RECORDS:
※

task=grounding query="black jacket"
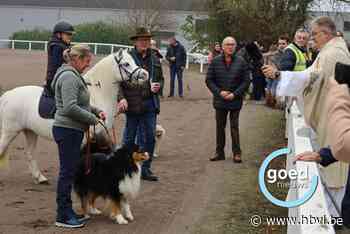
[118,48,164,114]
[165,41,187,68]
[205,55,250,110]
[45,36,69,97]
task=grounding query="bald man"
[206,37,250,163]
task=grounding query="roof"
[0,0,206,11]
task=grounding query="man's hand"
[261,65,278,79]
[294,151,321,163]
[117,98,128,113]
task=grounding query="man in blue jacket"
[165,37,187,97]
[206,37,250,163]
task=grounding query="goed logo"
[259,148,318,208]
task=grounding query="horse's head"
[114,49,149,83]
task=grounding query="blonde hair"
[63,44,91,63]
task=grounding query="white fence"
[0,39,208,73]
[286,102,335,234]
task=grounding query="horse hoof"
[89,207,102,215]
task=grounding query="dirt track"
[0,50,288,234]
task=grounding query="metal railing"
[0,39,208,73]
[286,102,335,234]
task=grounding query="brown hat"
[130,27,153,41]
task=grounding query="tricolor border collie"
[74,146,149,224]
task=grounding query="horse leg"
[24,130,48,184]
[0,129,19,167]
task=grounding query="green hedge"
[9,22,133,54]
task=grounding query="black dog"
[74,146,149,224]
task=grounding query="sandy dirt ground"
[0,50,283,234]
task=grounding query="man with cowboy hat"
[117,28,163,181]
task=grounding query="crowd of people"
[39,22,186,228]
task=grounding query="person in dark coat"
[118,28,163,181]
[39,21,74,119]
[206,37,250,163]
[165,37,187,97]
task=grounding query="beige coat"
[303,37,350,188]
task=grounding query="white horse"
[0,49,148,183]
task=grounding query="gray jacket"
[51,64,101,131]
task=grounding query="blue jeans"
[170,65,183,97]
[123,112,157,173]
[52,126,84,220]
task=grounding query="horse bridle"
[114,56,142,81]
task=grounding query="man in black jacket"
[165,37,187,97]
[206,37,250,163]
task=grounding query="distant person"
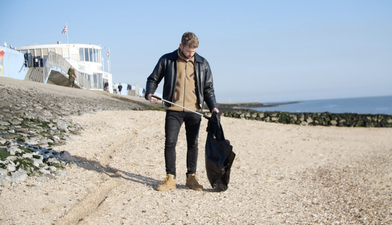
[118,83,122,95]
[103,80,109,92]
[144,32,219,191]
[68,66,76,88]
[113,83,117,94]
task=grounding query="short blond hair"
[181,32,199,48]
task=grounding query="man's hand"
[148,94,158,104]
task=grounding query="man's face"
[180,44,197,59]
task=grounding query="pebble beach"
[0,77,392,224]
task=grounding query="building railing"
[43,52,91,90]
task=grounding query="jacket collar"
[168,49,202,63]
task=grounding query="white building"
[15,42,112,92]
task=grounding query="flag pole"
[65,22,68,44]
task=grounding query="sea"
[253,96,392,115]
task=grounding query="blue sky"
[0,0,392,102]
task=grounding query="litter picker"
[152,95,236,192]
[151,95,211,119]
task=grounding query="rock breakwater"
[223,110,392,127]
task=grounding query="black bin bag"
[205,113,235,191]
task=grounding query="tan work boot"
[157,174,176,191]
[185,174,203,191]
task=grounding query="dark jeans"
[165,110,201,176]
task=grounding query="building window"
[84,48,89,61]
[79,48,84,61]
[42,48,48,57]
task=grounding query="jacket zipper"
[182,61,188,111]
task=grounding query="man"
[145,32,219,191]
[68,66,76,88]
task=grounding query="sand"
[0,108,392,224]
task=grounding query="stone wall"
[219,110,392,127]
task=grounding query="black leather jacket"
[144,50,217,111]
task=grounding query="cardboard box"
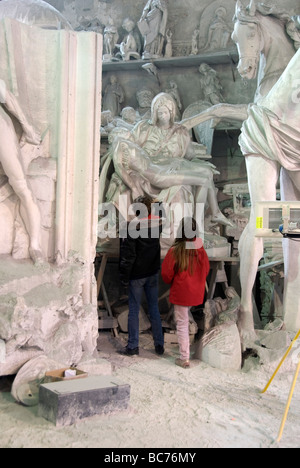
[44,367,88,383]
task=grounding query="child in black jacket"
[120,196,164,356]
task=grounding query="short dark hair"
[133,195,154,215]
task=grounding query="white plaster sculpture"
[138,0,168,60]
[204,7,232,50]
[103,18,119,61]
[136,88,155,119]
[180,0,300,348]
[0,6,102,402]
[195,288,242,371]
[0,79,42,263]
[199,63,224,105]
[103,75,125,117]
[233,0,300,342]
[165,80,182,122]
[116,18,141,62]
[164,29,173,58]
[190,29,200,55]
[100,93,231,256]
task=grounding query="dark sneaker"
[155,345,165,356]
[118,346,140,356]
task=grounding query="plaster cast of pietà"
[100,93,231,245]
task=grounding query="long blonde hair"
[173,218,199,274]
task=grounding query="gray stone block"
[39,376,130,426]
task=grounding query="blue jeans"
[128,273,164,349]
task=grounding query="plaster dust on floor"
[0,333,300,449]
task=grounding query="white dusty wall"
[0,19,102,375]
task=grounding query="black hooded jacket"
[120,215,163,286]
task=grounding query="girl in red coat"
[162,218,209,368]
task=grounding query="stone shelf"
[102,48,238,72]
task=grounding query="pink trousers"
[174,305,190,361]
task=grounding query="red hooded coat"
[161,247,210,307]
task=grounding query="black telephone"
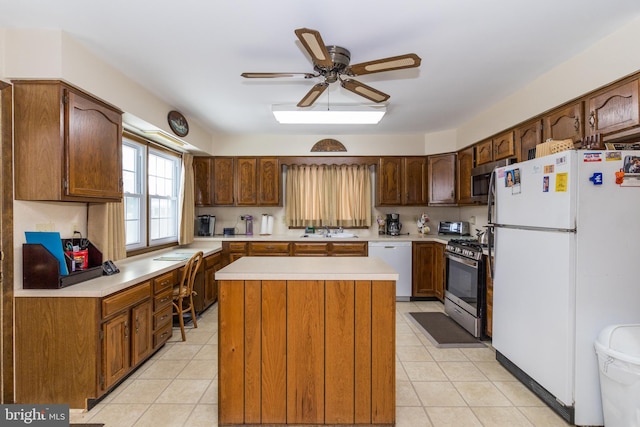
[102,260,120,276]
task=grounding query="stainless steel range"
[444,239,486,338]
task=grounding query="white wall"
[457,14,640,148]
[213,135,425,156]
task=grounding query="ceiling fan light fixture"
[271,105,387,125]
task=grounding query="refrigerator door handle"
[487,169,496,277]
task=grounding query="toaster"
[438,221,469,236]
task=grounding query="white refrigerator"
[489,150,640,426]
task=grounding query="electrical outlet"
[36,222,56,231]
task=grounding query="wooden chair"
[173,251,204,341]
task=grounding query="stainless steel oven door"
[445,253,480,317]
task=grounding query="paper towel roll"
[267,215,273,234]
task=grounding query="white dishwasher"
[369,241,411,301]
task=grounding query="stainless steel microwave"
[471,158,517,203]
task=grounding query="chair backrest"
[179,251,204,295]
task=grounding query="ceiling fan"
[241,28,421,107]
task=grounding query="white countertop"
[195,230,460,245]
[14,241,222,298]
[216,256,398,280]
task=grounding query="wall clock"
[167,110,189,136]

※

GIVEN REQUEST:
Copy the listing word for word from its first line through the line containing "[0,129,19,167]", including both of those lines, and omit the pictures.

FINISHED EXERCISE:
task=grounding query="black jacket"
[118,48,164,114]
[165,41,187,68]
[205,55,250,110]
[45,36,69,97]
task=grounding query="bald man"
[206,37,250,163]
task=grounding query="roof"
[0,0,206,11]
task=grounding query="man's hand"
[261,65,278,79]
[294,151,321,163]
[117,98,128,113]
task=grounding query="man in blue jacket"
[165,37,187,97]
[206,37,250,163]
task=grounding query="goed logo"
[259,148,318,208]
task=grounding query="horse's head"
[114,49,149,83]
task=grounding query="blonde hair"
[63,44,91,63]
task=grounding query="white fence"
[0,39,208,73]
[286,102,335,234]
task=grounding query="horse hoof"
[89,207,102,215]
task=grounding query="dirt track"
[0,50,288,234]
task=grounding query="metal railing"
[0,39,208,73]
[286,102,335,234]
task=grounding query="brown hat"
[130,27,153,41]
task=grounding query="tricolor border collie"
[74,146,149,224]
task=grounding query="horse leg"
[24,130,48,184]
[0,129,19,167]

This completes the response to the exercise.